Goal of the exercise: Search the records for the word "below" and copy every line in which it occurs.

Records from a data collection
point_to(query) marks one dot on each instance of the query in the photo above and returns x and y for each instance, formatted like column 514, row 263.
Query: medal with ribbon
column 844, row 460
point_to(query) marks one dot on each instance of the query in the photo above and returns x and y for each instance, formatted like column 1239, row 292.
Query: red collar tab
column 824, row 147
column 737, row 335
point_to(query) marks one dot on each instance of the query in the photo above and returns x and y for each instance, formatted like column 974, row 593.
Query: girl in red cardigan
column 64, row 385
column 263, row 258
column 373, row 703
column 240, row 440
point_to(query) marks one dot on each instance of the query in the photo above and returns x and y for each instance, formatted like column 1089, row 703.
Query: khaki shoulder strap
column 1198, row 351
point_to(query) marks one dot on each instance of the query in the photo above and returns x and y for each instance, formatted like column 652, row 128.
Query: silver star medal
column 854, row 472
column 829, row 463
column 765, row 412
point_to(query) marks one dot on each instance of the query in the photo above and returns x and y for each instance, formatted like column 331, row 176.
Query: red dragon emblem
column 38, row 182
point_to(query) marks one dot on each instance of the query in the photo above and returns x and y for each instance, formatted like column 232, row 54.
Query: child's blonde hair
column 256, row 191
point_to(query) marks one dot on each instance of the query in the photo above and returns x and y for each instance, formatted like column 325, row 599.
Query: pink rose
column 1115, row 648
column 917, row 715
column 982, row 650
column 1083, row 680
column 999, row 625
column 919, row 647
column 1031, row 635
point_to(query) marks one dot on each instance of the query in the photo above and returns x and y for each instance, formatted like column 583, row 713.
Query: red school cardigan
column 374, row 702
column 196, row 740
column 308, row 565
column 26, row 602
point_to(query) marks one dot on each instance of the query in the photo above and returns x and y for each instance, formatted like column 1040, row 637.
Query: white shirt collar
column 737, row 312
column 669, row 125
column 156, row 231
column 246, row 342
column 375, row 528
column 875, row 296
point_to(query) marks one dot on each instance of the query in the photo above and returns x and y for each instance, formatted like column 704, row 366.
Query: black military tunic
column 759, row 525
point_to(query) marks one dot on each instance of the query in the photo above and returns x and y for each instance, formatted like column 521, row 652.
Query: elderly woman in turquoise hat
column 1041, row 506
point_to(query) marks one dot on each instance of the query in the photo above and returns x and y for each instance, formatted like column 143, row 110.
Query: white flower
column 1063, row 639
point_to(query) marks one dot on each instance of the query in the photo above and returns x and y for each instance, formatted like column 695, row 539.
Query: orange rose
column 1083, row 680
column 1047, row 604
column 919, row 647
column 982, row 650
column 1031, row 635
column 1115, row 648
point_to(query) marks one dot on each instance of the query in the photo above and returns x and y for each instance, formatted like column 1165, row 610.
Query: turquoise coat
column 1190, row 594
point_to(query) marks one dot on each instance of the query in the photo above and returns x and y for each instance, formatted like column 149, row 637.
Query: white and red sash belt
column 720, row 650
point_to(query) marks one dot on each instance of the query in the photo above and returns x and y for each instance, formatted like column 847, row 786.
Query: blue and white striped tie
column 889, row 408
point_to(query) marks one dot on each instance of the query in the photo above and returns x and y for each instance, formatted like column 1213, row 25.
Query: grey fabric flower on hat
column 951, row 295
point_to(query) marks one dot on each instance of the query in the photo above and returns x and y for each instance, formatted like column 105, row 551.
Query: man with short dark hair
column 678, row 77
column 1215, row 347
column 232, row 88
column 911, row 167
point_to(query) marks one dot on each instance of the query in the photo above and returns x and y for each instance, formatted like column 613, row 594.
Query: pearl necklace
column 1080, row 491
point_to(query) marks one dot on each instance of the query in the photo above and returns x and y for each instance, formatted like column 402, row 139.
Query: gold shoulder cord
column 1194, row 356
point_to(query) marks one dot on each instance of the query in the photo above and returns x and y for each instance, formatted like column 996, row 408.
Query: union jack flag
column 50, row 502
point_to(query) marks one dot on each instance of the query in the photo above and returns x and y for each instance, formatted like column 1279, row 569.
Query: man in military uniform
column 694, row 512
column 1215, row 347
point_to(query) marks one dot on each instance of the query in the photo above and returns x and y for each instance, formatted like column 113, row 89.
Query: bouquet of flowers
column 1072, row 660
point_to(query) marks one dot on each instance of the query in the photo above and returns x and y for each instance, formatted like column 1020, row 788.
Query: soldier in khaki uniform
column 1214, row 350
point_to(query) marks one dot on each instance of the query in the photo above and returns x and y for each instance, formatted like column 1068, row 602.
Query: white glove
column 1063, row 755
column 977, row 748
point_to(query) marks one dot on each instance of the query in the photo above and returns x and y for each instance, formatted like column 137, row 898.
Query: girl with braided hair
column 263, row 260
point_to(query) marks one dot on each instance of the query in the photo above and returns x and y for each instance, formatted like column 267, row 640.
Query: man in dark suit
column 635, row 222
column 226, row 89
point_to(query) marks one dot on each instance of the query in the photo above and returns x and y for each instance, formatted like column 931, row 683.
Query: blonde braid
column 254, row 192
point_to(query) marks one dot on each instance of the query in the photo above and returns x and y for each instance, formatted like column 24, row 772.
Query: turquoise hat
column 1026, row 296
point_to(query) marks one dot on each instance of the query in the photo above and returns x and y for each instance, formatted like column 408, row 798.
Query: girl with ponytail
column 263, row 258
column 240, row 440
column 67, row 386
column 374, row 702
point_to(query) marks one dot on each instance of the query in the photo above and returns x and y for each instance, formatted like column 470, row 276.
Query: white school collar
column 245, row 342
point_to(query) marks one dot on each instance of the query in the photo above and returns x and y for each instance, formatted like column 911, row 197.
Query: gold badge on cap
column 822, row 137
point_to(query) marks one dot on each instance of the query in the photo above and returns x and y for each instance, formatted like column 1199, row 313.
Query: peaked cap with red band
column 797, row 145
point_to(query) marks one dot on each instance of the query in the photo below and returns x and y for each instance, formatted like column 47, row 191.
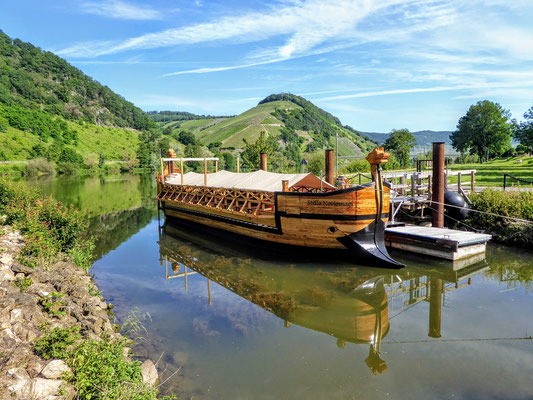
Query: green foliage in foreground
column 48, row 226
column 524, row 131
column 99, row 368
column 510, row 204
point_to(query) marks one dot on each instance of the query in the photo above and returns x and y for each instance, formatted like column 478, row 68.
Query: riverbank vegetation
column 49, row 227
column 517, row 205
column 99, row 367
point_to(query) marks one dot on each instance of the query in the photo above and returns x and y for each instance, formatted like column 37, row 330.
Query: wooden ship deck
column 291, row 209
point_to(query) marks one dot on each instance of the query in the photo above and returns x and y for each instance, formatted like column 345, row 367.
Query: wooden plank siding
column 304, row 219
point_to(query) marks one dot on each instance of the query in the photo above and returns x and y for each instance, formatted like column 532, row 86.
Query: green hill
column 289, row 119
column 40, row 80
column 46, row 105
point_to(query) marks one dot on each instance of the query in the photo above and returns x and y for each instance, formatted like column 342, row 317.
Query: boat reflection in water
column 351, row 304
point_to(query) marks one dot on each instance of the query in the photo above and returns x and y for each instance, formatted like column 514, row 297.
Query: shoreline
column 34, row 304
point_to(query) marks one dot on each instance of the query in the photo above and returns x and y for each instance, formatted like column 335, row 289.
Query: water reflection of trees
column 515, row 268
column 351, row 304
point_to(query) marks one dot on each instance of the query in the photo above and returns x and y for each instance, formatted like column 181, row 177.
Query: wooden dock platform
column 443, row 243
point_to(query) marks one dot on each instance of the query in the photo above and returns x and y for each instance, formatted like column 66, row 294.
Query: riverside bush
column 49, row 226
column 99, row 368
column 508, row 204
column 39, row 166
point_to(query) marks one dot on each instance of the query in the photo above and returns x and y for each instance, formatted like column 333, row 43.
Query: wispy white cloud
column 428, row 89
column 120, row 10
column 227, row 68
column 307, row 24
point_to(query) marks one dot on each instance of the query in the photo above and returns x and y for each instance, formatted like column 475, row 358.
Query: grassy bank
column 507, row 204
column 491, row 173
column 54, row 235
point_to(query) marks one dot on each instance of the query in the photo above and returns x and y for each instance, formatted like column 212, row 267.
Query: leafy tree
column 252, row 151
column 69, row 155
column 524, row 131
column 230, row 162
column 3, row 124
column 400, row 142
column 485, row 130
column 316, row 164
column 186, row 138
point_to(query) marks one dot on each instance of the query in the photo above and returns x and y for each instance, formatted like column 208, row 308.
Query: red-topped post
column 330, row 167
column 264, row 158
column 437, row 195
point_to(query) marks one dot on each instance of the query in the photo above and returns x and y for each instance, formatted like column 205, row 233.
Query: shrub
column 358, row 166
column 68, row 168
column 39, row 166
column 48, row 226
column 99, row 368
column 508, row 204
column 3, row 124
column 113, row 169
column 91, row 161
column 55, row 343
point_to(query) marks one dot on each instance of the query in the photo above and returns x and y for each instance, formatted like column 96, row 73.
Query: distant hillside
column 292, row 120
column 47, row 104
column 169, row 116
column 424, row 139
column 40, row 80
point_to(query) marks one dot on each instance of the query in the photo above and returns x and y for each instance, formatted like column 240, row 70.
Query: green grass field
column 113, row 143
column 491, row 173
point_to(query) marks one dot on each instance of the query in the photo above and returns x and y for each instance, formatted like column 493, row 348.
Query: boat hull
column 316, row 220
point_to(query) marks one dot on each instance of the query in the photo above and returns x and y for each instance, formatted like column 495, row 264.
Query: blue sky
column 376, row 64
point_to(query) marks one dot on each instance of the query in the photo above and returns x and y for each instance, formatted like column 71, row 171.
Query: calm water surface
column 230, row 321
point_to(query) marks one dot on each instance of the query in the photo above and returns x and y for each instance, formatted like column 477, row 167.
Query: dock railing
column 412, row 190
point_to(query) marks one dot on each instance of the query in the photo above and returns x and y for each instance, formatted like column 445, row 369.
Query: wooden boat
column 291, row 209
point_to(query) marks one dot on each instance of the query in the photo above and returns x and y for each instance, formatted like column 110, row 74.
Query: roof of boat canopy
column 258, row 180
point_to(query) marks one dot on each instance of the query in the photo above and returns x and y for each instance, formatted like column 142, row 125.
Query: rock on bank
column 32, row 299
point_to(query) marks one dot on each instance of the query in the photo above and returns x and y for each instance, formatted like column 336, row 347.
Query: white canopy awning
column 258, row 180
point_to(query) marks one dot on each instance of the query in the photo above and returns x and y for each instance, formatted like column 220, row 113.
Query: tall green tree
column 400, row 142
column 252, row 151
column 485, row 130
column 524, row 131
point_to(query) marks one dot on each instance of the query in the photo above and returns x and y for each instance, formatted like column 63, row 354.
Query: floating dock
column 443, row 243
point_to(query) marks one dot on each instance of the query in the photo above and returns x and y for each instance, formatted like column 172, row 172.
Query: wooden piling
column 181, row 169
column 435, row 307
column 437, row 197
column 205, row 171
column 264, row 158
column 330, row 167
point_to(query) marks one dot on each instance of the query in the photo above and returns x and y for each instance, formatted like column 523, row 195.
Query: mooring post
column 504, row 181
column 330, row 167
column 435, row 307
column 264, row 158
column 437, row 197
column 205, row 171
column 181, row 170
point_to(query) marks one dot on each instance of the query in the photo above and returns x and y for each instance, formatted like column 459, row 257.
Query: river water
column 230, row 321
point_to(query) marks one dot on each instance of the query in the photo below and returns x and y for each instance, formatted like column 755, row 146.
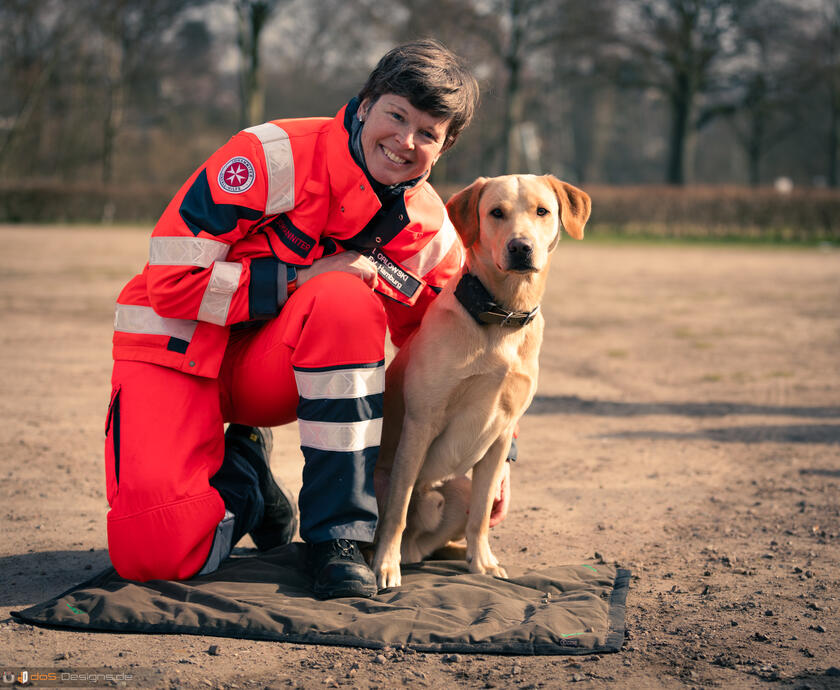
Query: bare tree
column 35, row 36
column 766, row 81
column 678, row 48
column 252, row 18
column 132, row 33
column 826, row 65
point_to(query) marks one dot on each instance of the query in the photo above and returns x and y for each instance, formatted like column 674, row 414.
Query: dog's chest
column 483, row 406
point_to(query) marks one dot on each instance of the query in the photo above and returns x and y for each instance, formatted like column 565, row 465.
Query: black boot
column 340, row 570
column 280, row 516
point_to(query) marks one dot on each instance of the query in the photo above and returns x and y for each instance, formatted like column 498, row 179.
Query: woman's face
column 400, row 142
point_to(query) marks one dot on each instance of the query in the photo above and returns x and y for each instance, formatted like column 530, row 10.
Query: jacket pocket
column 112, row 447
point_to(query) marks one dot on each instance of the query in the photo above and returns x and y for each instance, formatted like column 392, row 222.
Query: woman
column 272, row 277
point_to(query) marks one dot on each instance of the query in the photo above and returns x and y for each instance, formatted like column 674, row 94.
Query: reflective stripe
column 222, row 544
column 280, row 165
column 217, row 297
column 186, row 251
column 340, row 383
column 133, row 319
column 434, row 252
column 332, row 436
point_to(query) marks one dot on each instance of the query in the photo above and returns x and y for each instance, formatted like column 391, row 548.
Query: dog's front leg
column 414, row 442
column 487, row 474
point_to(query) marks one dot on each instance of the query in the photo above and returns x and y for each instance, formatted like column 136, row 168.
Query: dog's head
column 513, row 222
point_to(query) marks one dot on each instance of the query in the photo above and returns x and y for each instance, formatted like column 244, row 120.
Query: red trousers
column 165, row 433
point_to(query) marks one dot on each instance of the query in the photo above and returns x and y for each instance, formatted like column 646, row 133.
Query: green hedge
column 660, row 211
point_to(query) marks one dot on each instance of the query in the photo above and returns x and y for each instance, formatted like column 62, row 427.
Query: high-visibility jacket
column 284, row 193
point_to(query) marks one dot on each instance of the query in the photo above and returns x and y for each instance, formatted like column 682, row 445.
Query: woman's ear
column 462, row 208
column 575, row 206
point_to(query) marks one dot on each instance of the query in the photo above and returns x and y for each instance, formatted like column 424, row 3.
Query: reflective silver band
column 222, row 544
column 280, row 166
column 133, row 319
column 186, row 251
column 340, row 437
column 340, row 383
column 217, row 297
column 435, row 251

Answer to this problem:
point_to(query) marks one dot on each instance of the query in the photo below and returns x and y for each instance, formatted like column 47, row 191.
point_to(query) marks one dot on each instance of the query in the photo below and returns x and y for each instance, formatted like column 755, row 146.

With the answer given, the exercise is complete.